Publié le 12 janvier 2010 par Ivan

kungfuSi lors des premières années, le budoka est motivé par la recherche de la puissance, du combat et l’idée d’être plus fort, avec les années d’études c’est la recherche intérieure qui prime. Cette recherche va s’orienter vers le geste parfait, la quête parfaite puisque sans fin.


Les japonais, mais aussi les chinois, les coréens et tous les asiatiques d’une manière générale, ont l’obsession du geste parfait. Qu’ils pratiquent la cérémonie du thé, la calligraphie ou les arts martiaux, l’attention portée au geste est primordiale. Pourquoi ?

Tout d’abord parce qu’en Asie le système éducatif traditionnel ne possède pas la notion de pédagogie. Il faut imiter pendant des années, répéter et répéter encore, intérioriser chaque mouvement pour les faire sien et les interpréter à sa manière si on est suffisamment mature pour cela. Le professeur, sachant que ses élèves vont l’observer sous toutes les coutures, et ce d’autant plus que l’enseignement classique est avare en mots, ce professeur donc va tout faire pour améliorer, affiner, peaufiner chacun de ses gestes. Ses élèves évoluent, mais lui ne cesse de progresser, sinon il est rattrapé et coure le danger de se scléroser techniquement, comme cela se voit trop souvent de nos jours hélas. La quête du geste parfait évite de se reposer sur ses lauriers. C’est d’ailleurs un indice qui désigne le grand maître : toujours dans la recherche, jamais satisfait, plus passionné demain qu’hier.

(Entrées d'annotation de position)
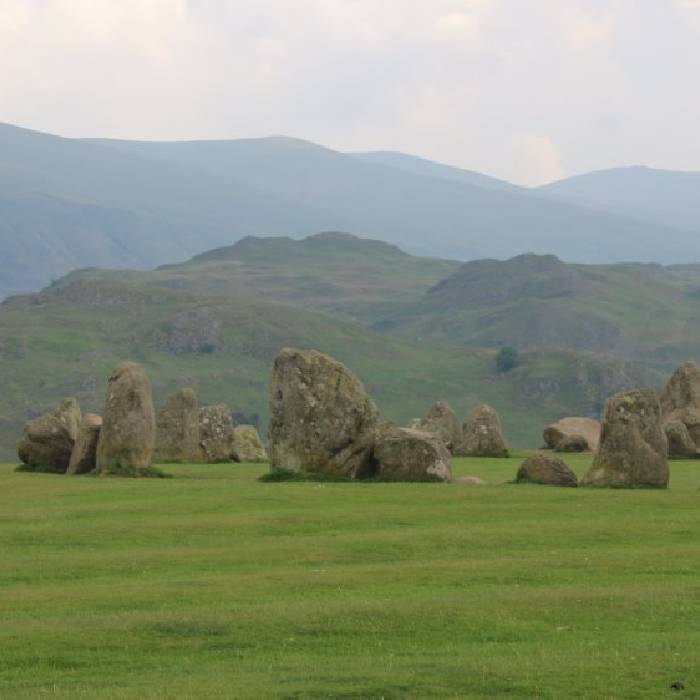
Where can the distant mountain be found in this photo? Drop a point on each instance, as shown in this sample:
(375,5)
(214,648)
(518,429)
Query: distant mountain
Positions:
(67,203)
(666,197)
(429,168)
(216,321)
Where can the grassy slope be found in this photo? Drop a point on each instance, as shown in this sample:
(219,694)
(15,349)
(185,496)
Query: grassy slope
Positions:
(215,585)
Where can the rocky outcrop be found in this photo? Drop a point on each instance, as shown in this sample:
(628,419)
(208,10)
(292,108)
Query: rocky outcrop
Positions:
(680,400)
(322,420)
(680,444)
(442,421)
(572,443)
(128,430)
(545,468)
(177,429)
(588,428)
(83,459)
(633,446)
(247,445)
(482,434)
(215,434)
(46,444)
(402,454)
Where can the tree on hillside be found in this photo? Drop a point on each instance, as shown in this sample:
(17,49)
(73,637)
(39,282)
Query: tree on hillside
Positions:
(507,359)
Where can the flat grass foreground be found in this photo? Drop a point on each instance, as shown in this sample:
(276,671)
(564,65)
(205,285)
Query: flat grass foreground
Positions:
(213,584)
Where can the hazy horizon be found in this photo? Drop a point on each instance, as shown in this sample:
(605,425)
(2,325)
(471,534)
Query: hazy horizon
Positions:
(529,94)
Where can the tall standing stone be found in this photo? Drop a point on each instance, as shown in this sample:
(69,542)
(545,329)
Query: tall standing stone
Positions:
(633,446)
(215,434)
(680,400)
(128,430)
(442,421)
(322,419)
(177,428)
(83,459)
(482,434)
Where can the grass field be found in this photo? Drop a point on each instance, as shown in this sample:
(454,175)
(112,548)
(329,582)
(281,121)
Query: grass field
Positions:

◆ CONSIGNES:
1. Mettez sous forme de liste JSON de chaînes, une chaîne par ligne et sans les lignes vides, uniquement la partie des entrées allant de la ligne qui contient « Where can the grassy » jusqu'à la fin des entrées, ces deux bornes comprises.
2. Poursuivez le texte sur la quête du geste parfait dans les arts martiaux à partir de sa dernière phrase.
Le texte sur la quête du geste parfait et les entrées proviennent de sources différentes.

◆ EXERCICES CORRIGÉS:
1.
[
  "Where can the grassy slope be found in this photo? Drop a point on each instance, as shown in this sample:",
  "(219,694)",
  "(15,349)",
  "(185,496)",
  "Query: grassy slope",
  "Positions:",
  "(215,585)",
  "Where can the rocky outcrop be found in this photo? Drop a point on each instance, as shown in this sample:",
  "(628,419)",
  "(208,10)",
  "(292,108)",
  "Query: rocky outcrop",
  "Positions:",
  "(680,400)",
  "(322,420)",
  "(680,444)",
  "(442,421)",
  "(572,443)",
  "(128,430)",
  "(545,468)",
  "(177,429)",
  "(588,428)",
  "(83,459)",
  "(633,446)",
  "(247,445)",
  "(482,434)",
  "(215,434)",
  "(46,444)",
  "(402,454)",
  "Where can the tree on hillside be found in this photo? Drop a point on each instance, as shown in this sample:",
  "(17,49)",
  "(73,637)",
  "(39,282)",
  "Query: tree on hillside",
  "Positions:",
  "(507,359)",
  "Where can the flat grass foreground be found in this photo? Drop a point on each instance, as shown in this sample:",
  "(276,671)",
  "(564,65)",
  "(205,285)",
  "Query: flat grass foreground",
  "Positions:",
  "(213,584)",
  "Where can the hazy horizon be found in this photo? Drop a point on each instance, as shown in this sample:",
  "(605,425)",
  "(2,325)",
  "(471,534)",
  "Query: hazy horizon",
  "Positions:",
  "(529,94)",
  "Where can the tall standing stone be found in this photo? Drop a point on each instance, as shown in this sample:",
  "(69,542)",
  "(545,329)",
  "Query: tall standing stone",
  "Positions:",
  "(633,446)",
  "(215,434)",
  "(680,400)",
  "(128,430)",
  "(442,421)",
  "(322,419)",
  "(177,428)",
  "(83,459)",
  "(482,434)",
  "Where can the grass field be found in this photo? Drop a point on each instance, as shown in this sample:",
  "(454,175)",
  "(112,548)",
  "(329,582)",
  "(281,121)",
  "Query: grass field",
  "Positions:"
]

2.
kata-karate

Le geste parfait est aussi une notion issue de la société asiatique où l’on fait attention aussi bien au fond qu’à la forme. Il n’est pas (ou plutôt il n’était pas) concevable qu’un enfant oublie de saluer ses parents, de respecter ses ancêtres, de faire attention à la manière de se tenir, de manger, de porter ses habits. Toute la société était codifiée et elle l’est encore beaucoup dans le milieu des arts martiaux. L’étiquette de chaque budo est là pour le rappeler. On ne s’assoit pas n’importe où dans un dojo, on ne bouscule pas son voisin, etc. Cette façon de faire est à mon avis largement empruntée aux différentes religions que sont le taoïsme-shintoïsme, le bouddhisme et la doctrine-religion confucéenne. Les prêtres et les moines suivent des préceptes clairs de bonne tenue physique et morale. De plus, toute leur journée est codifiée par le rituel et le sens du sacré. Les gestes du quotidien se sont alors naturellement tournés vers une gestuelle précise, calme et rigoureuse d’où n’est pas absente la notion d’efficacité.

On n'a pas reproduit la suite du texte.